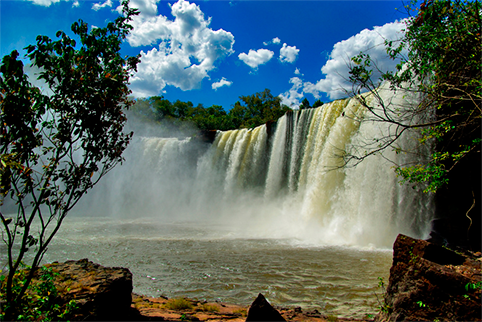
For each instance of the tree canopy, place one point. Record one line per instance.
(440, 59)
(54, 148)
(250, 111)
(443, 65)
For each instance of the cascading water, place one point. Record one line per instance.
(267, 210)
(287, 184)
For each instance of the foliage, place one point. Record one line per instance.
(251, 111)
(40, 302)
(439, 57)
(55, 148)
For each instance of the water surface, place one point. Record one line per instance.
(207, 261)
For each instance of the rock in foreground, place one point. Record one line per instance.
(105, 294)
(101, 293)
(429, 282)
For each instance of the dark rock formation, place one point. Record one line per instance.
(429, 282)
(262, 311)
(101, 293)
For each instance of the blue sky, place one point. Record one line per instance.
(213, 51)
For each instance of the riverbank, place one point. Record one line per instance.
(163, 309)
(428, 282)
(105, 294)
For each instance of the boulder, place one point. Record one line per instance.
(101, 293)
(429, 282)
(262, 311)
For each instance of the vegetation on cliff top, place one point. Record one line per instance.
(440, 58)
(55, 148)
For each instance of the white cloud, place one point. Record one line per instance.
(336, 82)
(221, 83)
(45, 3)
(288, 54)
(188, 49)
(275, 41)
(255, 58)
(292, 97)
(146, 7)
(98, 6)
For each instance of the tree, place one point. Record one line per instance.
(440, 58)
(55, 148)
(257, 109)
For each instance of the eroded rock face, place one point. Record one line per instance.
(262, 311)
(101, 293)
(431, 283)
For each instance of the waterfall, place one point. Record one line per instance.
(287, 184)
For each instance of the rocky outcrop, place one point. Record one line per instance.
(261, 311)
(105, 294)
(429, 282)
(101, 293)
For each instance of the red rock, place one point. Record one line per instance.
(428, 283)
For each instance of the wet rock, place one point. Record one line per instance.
(262, 311)
(101, 293)
(429, 282)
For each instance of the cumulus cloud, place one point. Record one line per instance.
(293, 96)
(336, 82)
(275, 41)
(98, 6)
(221, 83)
(45, 3)
(255, 58)
(288, 54)
(187, 48)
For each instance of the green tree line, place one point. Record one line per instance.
(250, 111)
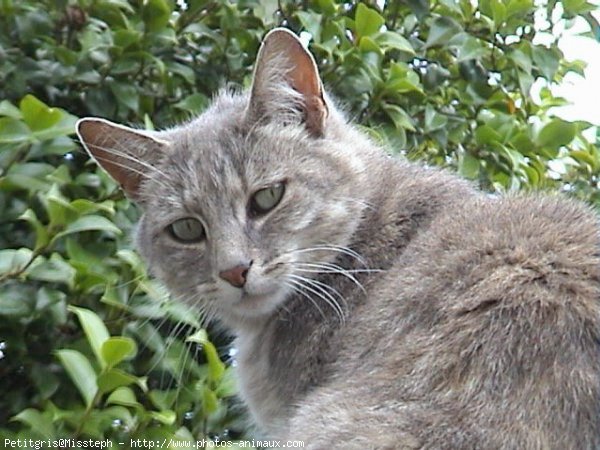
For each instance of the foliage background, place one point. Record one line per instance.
(442, 81)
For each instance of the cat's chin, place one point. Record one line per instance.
(256, 306)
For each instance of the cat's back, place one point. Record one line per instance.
(489, 323)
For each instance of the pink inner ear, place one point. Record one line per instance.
(121, 151)
(302, 74)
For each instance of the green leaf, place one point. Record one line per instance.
(399, 117)
(547, 60)
(37, 115)
(441, 30)
(90, 223)
(116, 349)
(392, 40)
(112, 379)
(53, 270)
(216, 368)
(81, 373)
(166, 417)
(367, 21)
(12, 261)
(156, 14)
(468, 166)
(13, 131)
(37, 422)
(94, 330)
(123, 396)
(9, 110)
(556, 133)
(434, 120)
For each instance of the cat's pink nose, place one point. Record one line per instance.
(236, 276)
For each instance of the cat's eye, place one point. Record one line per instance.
(187, 230)
(264, 200)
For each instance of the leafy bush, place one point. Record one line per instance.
(442, 81)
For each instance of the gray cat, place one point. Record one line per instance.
(376, 304)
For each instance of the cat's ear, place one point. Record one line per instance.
(286, 81)
(128, 155)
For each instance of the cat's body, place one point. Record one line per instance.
(375, 303)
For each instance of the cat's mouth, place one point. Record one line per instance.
(260, 303)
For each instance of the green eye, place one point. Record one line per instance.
(187, 230)
(266, 199)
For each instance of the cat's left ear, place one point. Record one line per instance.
(128, 155)
(284, 63)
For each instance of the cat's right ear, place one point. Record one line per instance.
(128, 155)
(286, 85)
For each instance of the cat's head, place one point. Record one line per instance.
(250, 200)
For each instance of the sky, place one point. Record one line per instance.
(582, 93)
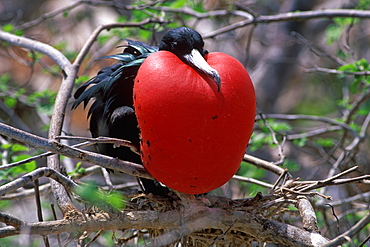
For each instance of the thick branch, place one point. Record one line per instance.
(38, 46)
(196, 219)
(78, 154)
(29, 177)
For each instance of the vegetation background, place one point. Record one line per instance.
(311, 76)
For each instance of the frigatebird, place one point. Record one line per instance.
(177, 124)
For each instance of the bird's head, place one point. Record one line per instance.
(188, 44)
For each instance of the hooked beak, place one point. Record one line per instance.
(196, 60)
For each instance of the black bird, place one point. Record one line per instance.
(112, 114)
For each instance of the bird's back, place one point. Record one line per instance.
(112, 113)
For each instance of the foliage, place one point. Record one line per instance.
(334, 102)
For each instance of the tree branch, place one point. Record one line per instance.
(78, 154)
(197, 218)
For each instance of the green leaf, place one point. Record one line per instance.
(10, 102)
(101, 199)
(301, 142)
(325, 142)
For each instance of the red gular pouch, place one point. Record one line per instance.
(193, 137)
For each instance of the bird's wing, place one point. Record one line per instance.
(102, 85)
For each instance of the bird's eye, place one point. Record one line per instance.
(173, 45)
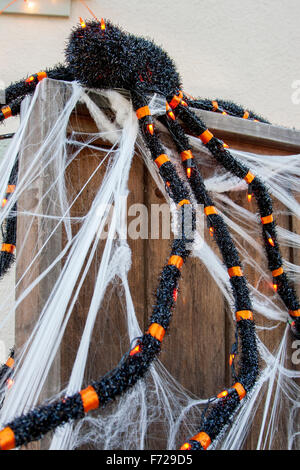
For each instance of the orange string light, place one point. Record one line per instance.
(150, 129)
(102, 25)
(83, 25)
(135, 350)
(91, 12)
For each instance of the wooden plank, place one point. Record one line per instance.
(201, 333)
(32, 233)
(254, 133)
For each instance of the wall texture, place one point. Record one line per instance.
(247, 51)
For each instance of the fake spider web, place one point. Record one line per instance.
(55, 272)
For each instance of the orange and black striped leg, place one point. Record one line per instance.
(16, 92)
(6, 371)
(9, 228)
(264, 202)
(226, 108)
(220, 413)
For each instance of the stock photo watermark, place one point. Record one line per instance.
(155, 222)
(296, 353)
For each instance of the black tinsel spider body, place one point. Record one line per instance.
(103, 56)
(119, 60)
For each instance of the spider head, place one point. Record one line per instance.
(95, 54)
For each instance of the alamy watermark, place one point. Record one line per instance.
(138, 221)
(296, 353)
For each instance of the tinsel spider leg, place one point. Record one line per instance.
(228, 400)
(137, 361)
(15, 93)
(225, 107)
(9, 227)
(255, 186)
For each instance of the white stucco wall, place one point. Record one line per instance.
(244, 50)
(247, 51)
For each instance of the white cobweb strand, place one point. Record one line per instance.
(158, 398)
(116, 257)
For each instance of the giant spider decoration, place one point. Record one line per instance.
(100, 55)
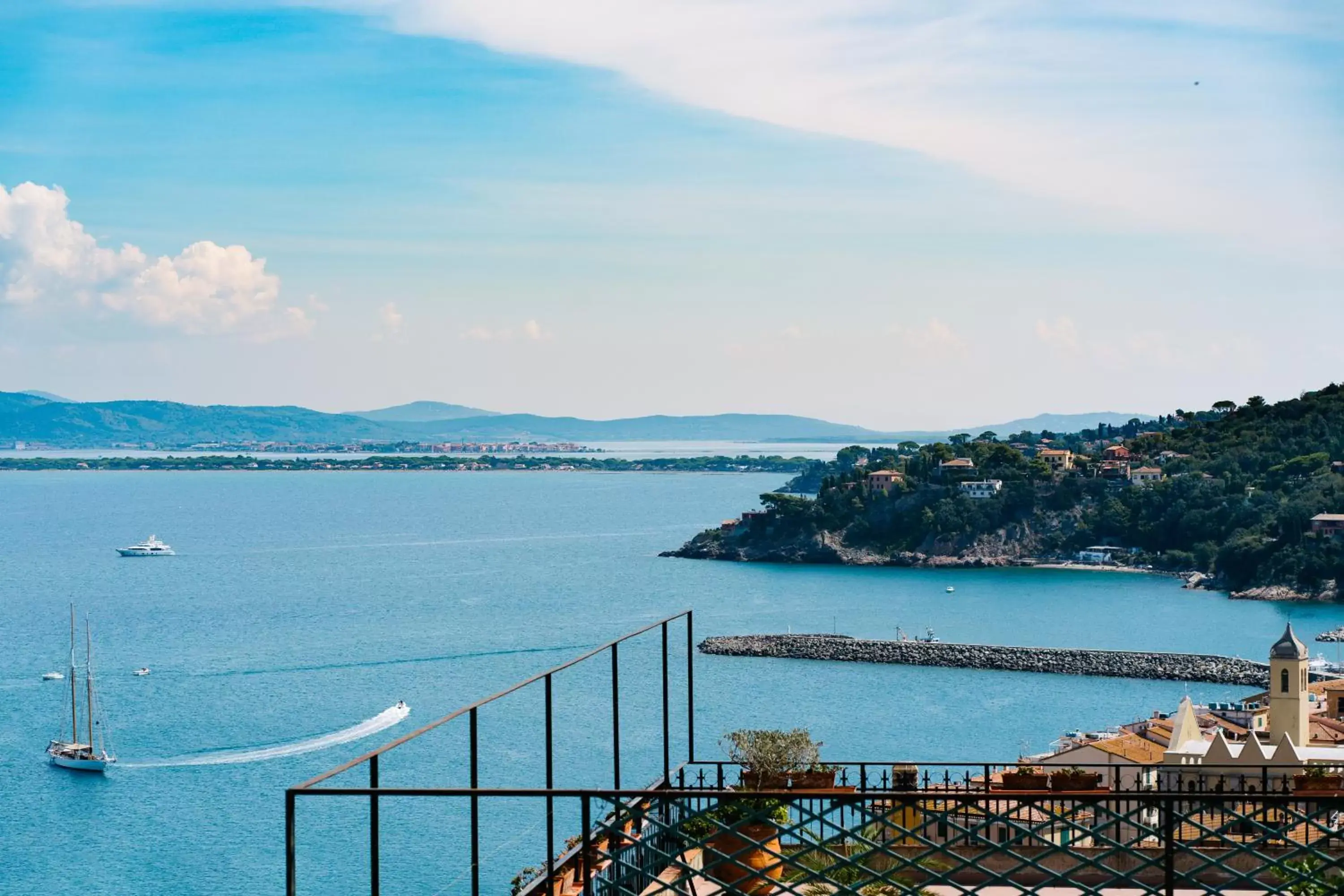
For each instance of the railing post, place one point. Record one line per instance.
(373, 829)
(550, 785)
(586, 848)
(291, 887)
(690, 688)
(476, 816)
(667, 750)
(1170, 848)
(616, 716)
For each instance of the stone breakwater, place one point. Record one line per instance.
(1070, 661)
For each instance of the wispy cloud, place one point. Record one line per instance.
(1061, 335)
(529, 331)
(390, 323)
(1094, 105)
(47, 261)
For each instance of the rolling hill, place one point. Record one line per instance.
(422, 413)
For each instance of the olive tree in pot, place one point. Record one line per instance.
(1026, 777)
(771, 758)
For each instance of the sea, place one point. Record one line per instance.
(303, 606)
(627, 450)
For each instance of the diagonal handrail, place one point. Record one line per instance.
(456, 714)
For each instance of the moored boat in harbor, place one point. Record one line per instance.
(151, 547)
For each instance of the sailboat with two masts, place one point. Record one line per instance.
(73, 754)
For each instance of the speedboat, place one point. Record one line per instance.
(151, 547)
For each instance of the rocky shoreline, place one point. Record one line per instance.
(1115, 664)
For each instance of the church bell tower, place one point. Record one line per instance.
(1288, 711)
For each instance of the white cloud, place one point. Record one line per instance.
(933, 339)
(530, 330)
(1093, 104)
(392, 322)
(49, 261)
(1062, 335)
(533, 331)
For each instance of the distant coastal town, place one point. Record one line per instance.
(1245, 499)
(336, 448)
(426, 462)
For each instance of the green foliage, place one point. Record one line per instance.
(765, 753)
(1242, 485)
(1307, 878)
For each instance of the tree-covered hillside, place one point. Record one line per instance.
(1238, 489)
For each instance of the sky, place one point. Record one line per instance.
(901, 215)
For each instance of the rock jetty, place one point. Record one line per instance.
(1070, 661)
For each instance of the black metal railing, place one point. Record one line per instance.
(871, 828)
(644, 843)
(851, 843)
(475, 793)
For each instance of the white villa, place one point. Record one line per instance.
(982, 489)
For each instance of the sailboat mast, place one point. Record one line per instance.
(89, 681)
(74, 718)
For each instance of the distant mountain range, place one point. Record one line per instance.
(33, 417)
(50, 397)
(421, 413)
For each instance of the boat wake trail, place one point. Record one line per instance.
(386, 719)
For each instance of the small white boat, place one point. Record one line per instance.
(151, 547)
(73, 754)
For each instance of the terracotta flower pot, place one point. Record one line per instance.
(1026, 781)
(1074, 781)
(562, 882)
(746, 860)
(1318, 782)
(764, 781)
(814, 780)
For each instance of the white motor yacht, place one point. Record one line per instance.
(151, 547)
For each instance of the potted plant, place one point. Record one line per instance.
(1074, 778)
(1318, 778)
(523, 879)
(905, 777)
(768, 757)
(741, 843)
(1026, 778)
(818, 777)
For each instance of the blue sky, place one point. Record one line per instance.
(897, 220)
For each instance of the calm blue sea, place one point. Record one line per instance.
(303, 605)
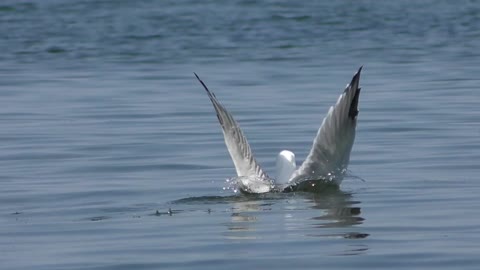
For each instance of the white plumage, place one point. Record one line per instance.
(328, 159)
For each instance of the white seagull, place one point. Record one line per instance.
(328, 159)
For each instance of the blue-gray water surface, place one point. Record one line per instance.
(111, 156)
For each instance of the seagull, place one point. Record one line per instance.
(327, 160)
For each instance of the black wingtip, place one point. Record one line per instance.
(353, 111)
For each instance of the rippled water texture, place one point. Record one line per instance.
(111, 156)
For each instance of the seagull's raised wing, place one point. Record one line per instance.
(237, 144)
(330, 153)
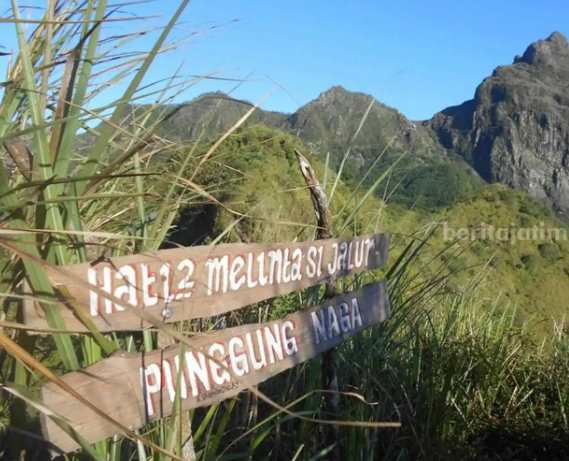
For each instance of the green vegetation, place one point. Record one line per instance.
(474, 362)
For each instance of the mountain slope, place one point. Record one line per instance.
(516, 128)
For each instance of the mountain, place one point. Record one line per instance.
(332, 124)
(515, 130)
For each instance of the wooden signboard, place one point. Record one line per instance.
(135, 389)
(187, 283)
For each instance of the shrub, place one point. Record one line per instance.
(530, 261)
(549, 251)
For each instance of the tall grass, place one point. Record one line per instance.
(463, 379)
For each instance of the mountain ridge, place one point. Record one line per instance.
(514, 131)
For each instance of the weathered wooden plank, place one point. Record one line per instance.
(138, 388)
(187, 283)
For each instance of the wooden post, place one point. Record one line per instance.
(324, 220)
(188, 450)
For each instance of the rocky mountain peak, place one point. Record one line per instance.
(516, 129)
(549, 52)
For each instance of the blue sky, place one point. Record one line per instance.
(417, 56)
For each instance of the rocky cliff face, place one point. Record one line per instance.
(516, 129)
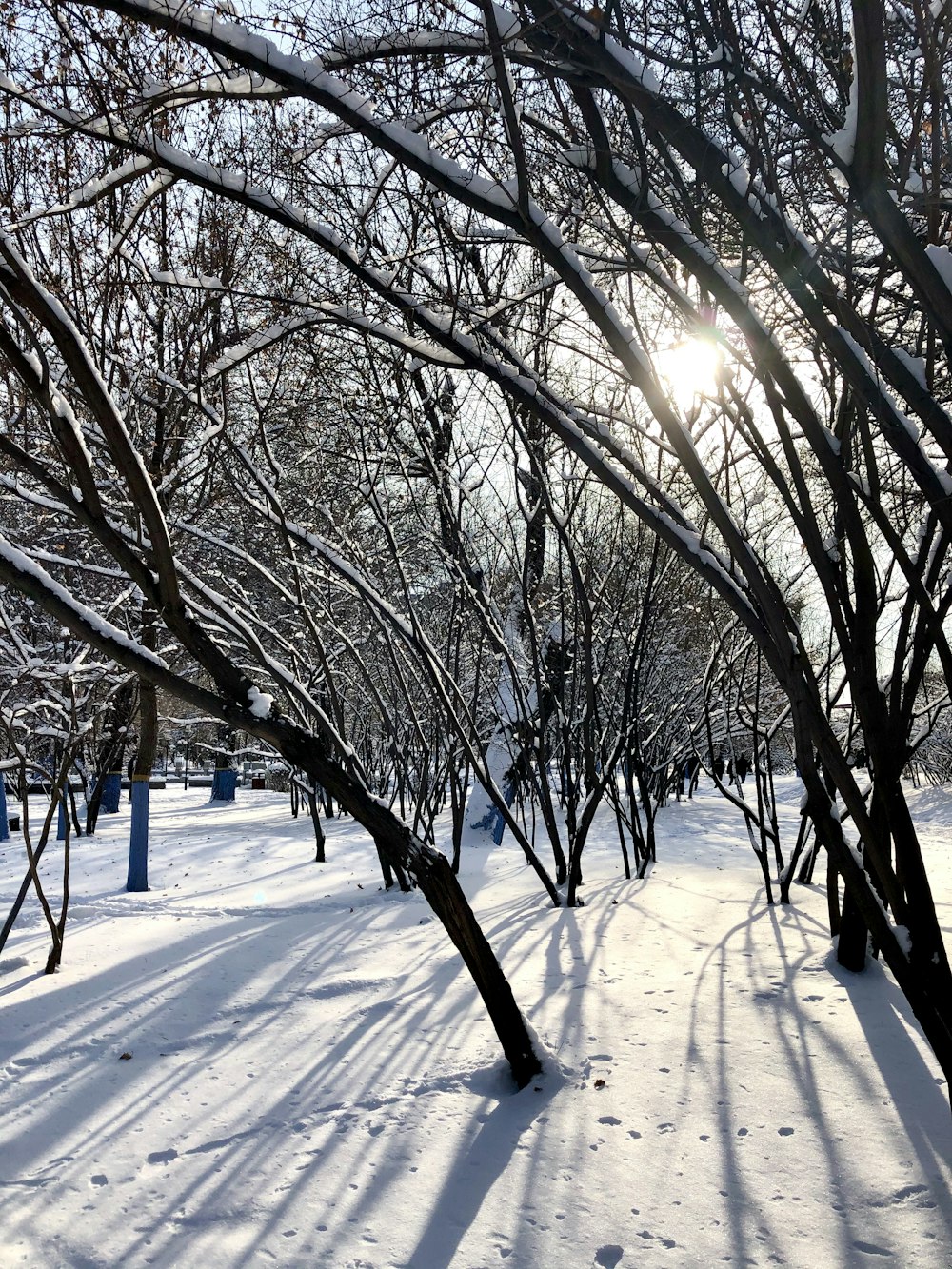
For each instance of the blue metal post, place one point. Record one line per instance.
(137, 877)
(224, 785)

###

Short problem >>
Quote exactly, and only, the lines from the line containing "For each instance of the black wingtip, place" through the final line of the records above, both included, omitting any pictures.

Answer to the problem >>
For each instance of the black wingtip, place one point. Record one line per instance.
(353, 111)
For each instance of the rippled water texture, place one point. Record one line per instance.
(111, 156)
For each instance of the seagull's raised wing, place one point. Record one line per instance.
(237, 144)
(330, 153)
For each instance of the green vegetation, place one point. Record one line per instance.
(474, 362)
For each instance of the mountain slope, place one point. Record one line per instance.
(516, 128)
For each instance of the mountain, place one point. Record one line per instance.
(332, 124)
(515, 130)
For each instance of the wooden signboard, place one point. Record one line per instance.
(135, 389)
(187, 283)
For each instance of the shrub, place one point. Record one line per instance.
(530, 261)
(549, 251)
For each instance of the tall grass, place one point. Record one line per instance.
(463, 379)
For each instance of the mountain ridge, place one point. Record one line per instance.
(514, 131)
For each instance of the weathered wooden plank, place one point. Record one line per instance.
(138, 388)
(187, 283)
For each instance of the wooden post, place one point. Record one line per instance.
(324, 220)
(188, 450)
For each instance of the rocky mountain peak, place one point. Record one line per instance.
(516, 129)
(549, 52)
For each instance of the blue sky, place one point. Record one line per instance.
(417, 56)
For each instance of the rocky cliff face, place one point. Record one line per instance.
(516, 129)
For each instance of the blue metal post, place one point. Record one line per instance.
(137, 877)
(224, 785)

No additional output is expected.